_Problem a_
In the post on Hooke's Law and the Kalman filter, what kind of measurement error affects the periodic observations of Brownian motion?

_Text block_
Thursday, October 31, 2013

Hooke's Law and the Kalman filter. A little "spring theory" emphasizing the connection between statistics and physics.


This post is purely expository and concerns the simplest one dimensional Kalman filter in which we periodically observe Brownian motion subject to gaussian measurement error.

We make an observation that isn't always stressed up front in the statistical or control systems perspective (such as you will find at wikipedia for example). Then we pursue the analogy between statistics and physics a little further, and show how the updating of a location estimate of a gaussian distribution amounts to a combination of center of mass and reduced mass calculations.

That's because simplifying the corresponding physical system, that contains both fixed and free masses, requires a non-trivial change of reference frame. You might call it "mechanical statistics", as distinct, obviously, from statistical mechanics.

_Data entries_
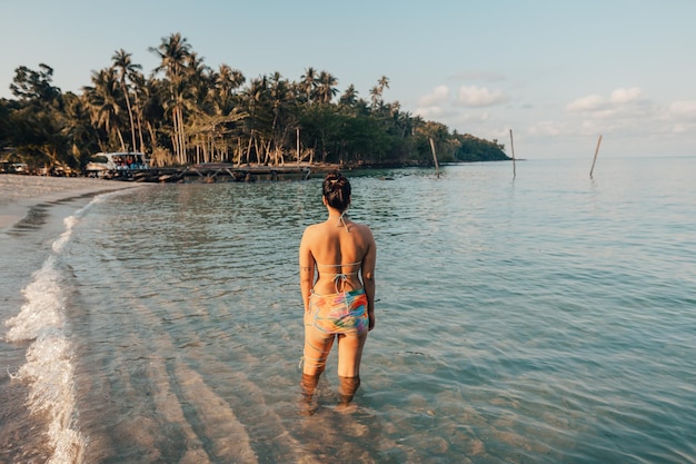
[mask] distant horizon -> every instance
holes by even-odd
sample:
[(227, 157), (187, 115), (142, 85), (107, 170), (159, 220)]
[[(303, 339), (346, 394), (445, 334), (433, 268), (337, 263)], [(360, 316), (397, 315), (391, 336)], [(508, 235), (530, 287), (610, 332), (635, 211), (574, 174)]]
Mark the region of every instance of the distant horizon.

_Problem b_
Rewrite the entries above, replacing "distant horizon" with "far shoreline" and leaving everything else unchanged, and omit the pictures from your answer.

_Written response a_
Gaussian measurement error.

_Written response b_
[mask] far shoreline -> every instance
holes by even-odd
sample:
[(227, 157), (187, 115), (142, 85), (107, 170), (159, 220)]
[[(303, 339), (346, 394), (445, 334), (433, 268), (337, 263)], [(360, 316), (397, 315), (391, 336)], [(508, 235), (530, 287), (610, 332), (635, 211), (574, 174)]]
Mark the region of every instance of the far shoreline.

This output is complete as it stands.